> [YOUR OBJECTIVE]
Copy the records below exactly, starting at the line that contains "Excuse me, I need to find every container" and ending at the line that contains "Excuse me, I need to find every overcast"; leave out any pictures.

> [SUPPLIED DATA]

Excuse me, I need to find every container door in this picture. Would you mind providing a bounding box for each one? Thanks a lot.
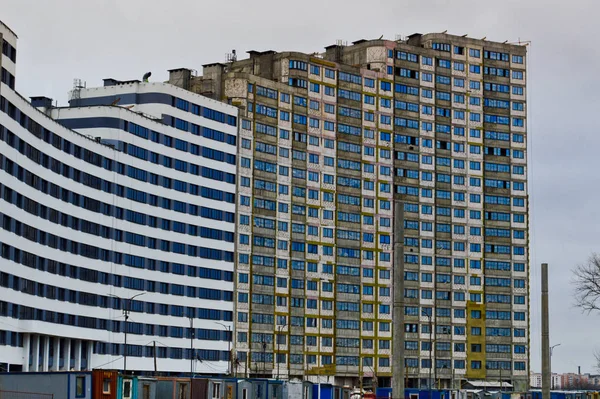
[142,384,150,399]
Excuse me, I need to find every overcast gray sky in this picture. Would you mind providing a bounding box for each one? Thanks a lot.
--
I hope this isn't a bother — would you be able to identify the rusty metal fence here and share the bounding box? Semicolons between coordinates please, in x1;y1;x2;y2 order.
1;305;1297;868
* * *
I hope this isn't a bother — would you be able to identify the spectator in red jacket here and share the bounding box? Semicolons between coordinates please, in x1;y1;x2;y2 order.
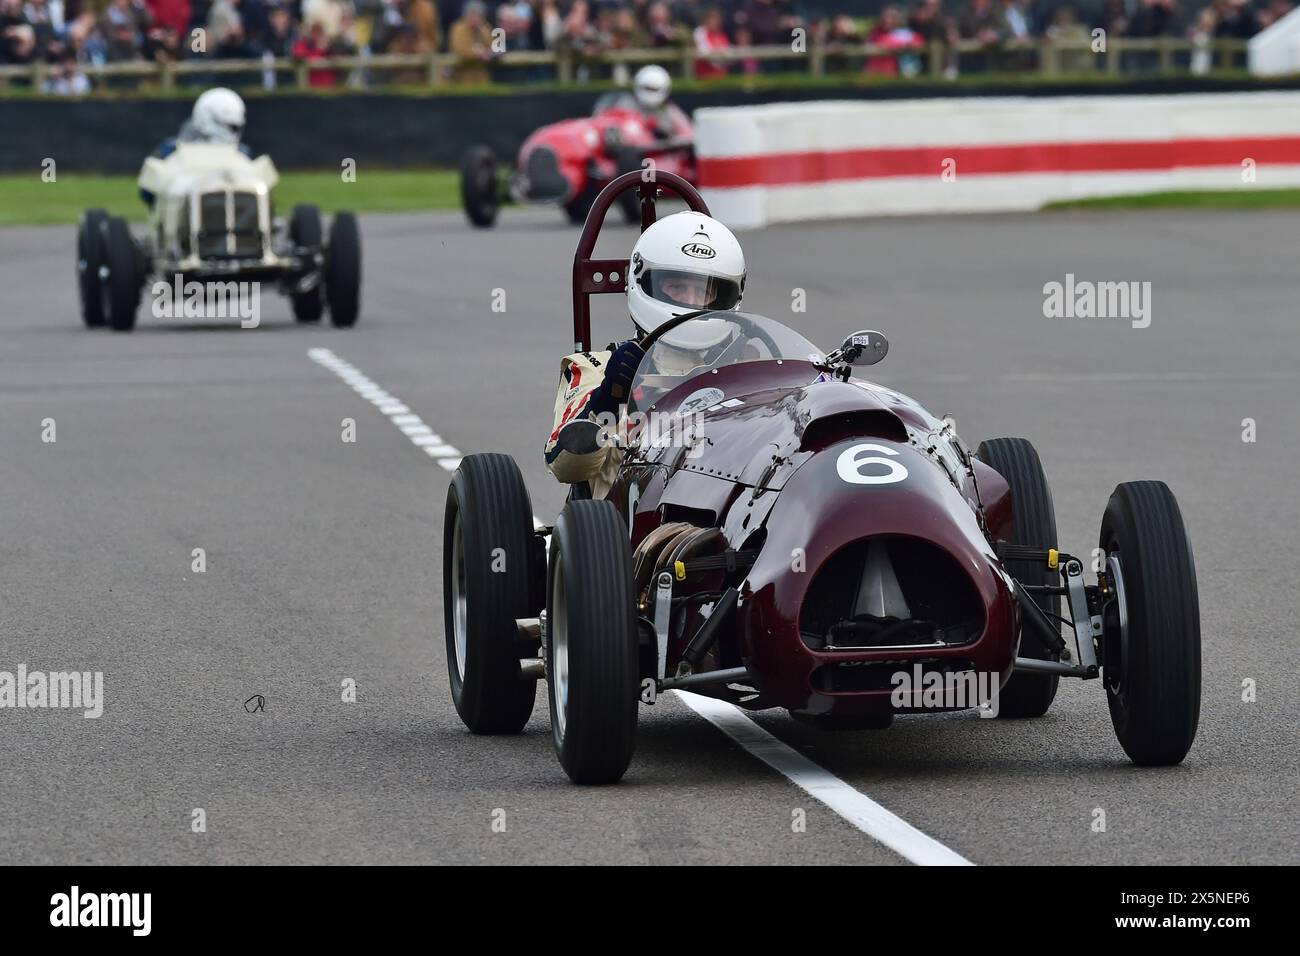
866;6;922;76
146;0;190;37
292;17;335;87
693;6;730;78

> [TASK ANSWER]
Excuse me, I need to find every container door in this picture. Would you mind providing a bounding box for each one? Thanks a lot.
[142,384,150,399]
Excuse me, I need to find every overcast gray sky in this picture. Would you mind providing a bounding box for each one? Thanks a lot.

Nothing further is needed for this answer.